§ Your goal
Nothing but the records beneath, reproduced exactly, should appear in the answer.

§ Records contained in a dataset
^^^^^^^^

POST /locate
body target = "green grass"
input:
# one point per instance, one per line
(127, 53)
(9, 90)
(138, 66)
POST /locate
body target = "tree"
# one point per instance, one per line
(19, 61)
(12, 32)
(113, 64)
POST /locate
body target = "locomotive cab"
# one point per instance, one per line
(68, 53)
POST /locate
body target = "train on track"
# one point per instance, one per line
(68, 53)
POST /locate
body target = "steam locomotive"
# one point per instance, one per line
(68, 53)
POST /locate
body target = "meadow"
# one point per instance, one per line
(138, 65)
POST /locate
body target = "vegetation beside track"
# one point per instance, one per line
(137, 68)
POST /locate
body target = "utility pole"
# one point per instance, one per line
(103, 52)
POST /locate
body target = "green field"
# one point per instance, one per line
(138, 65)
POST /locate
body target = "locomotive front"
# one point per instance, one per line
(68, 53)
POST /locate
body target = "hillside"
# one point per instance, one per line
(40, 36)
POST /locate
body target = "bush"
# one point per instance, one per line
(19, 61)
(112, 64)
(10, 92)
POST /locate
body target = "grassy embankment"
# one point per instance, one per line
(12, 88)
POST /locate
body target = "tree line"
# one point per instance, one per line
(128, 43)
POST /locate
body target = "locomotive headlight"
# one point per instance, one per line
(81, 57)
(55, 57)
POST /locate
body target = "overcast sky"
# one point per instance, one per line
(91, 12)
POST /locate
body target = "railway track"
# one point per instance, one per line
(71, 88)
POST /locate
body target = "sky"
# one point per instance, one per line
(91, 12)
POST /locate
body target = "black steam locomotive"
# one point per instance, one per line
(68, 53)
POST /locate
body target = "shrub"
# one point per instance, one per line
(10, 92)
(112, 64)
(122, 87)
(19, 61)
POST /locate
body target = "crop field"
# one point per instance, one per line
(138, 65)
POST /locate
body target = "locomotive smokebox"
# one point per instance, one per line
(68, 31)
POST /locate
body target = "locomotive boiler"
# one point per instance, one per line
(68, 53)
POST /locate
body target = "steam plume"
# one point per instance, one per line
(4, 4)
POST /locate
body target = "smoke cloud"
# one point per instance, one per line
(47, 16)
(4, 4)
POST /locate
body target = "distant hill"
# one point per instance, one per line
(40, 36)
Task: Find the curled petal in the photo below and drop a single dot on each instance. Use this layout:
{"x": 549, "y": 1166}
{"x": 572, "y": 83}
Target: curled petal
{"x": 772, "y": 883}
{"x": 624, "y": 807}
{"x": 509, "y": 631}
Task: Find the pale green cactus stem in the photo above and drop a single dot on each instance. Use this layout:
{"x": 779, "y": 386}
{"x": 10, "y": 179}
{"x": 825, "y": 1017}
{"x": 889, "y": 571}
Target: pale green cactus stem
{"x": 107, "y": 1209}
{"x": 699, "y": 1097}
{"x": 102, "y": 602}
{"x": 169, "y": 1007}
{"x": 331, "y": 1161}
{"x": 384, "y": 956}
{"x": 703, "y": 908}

^^^^^^^^

§ Solution for this problem
POST /locate
body target = "green grass"
input:
# one point per instance, one per line
(127, 53)
(9, 90)
(138, 66)
POST /locate
body target = "tree"
# one point per instance, one per line
(19, 61)
(12, 32)
(113, 64)
POST /locate
body target = "locomotive cab"
# one point per instance, one per line
(68, 53)
POST /locate
body target = "train on track"
# one point per instance, one per line
(68, 53)
POST /locate
body target = "steam locomotive"
# one point per instance, one per line
(68, 53)
POST /locate
body target = "meadow"
# one point per instance, one per line
(138, 65)
POST /locate
body target = "vegetation beside track"
# one point per instance, one per line
(137, 68)
POST /locate
body target = "utility pole"
# one point per instance, one per line
(103, 52)
POST /locate
body target = "green field"
# one point per instance, one per line
(138, 65)
POST /locate
body target = "locomotive front"
# one point per instance, one per line
(68, 53)
POST /locate
body target = "hillside"
# one point per instance, one per line
(40, 36)
POST /locate
body target = "bush"
# one point per instance, one per line
(19, 61)
(112, 64)
(10, 92)
POST /locate
body target = "grassy embankment"
# one point per instance, one per line
(12, 88)
POST /locate
body target = "tree line"
# one point per instance, one per line
(128, 43)
POST /locate
body target = "locomotive headlight"
# one point per instance, one per line
(81, 57)
(55, 57)
POST /locate
body target = "overcast sky"
# one point per instance, one per line
(91, 12)
POST /locate
body target = "railway track"
# one point per instance, one per line
(71, 88)
POST /locate
body target = "sky"
# one point per instance, one per line
(91, 12)
POST /locate
body target = "black steam locomotive"
# one point per instance, one per line
(68, 53)
POST /locate
body target = "shrub"
# one point per instance, one per line
(10, 92)
(112, 64)
(122, 87)
(19, 61)
POST /locate
body target = "crop field"
# one point per instance, one per line
(138, 65)
POST /locate
body target = "locomotive smokebox"
# one point per instance, one per line
(68, 31)
POST /locate
body target = "locomotive boiler"
# one point per instance, one per line
(68, 53)
POST /locate
body target = "steam plume"
# one point per instance, one per line
(4, 4)
POST /locate
body target = "smoke cloud"
# one point per instance, one per line
(47, 16)
(4, 4)
POST /locate
body target = "distant hill"
# one point per instance, one per line
(40, 36)
Task: Find the curled petal in the photo below and drop a single dot on each instance. Use this layout:
{"x": 549, "y": 1166}
{"x": 572, "y": 83}
Target: curled petal
{"x": 772, "y": 883}
{"x": 624, "y": 807}
{"x": 509, "y": 631}
Task: Find the pale green cactus stem in the photo above and drop a single dot on each instance. Use this layout:
{"x": 779, "y": 386}
{"x": 10, "y": 179}
{"x": 825, "y": 1017}
{"x": 889, "y": 571}
Target: pale green cactus stem
{"x": 107, "y": 1209}
{"x": 699, "y": 1097}
{"x": 102, "y": 602}
{"x": 169, "y": 1007}
{"x": 331, "y": 1161}
{"x": 384, "y": 956}
{"x": 703, "y": 908}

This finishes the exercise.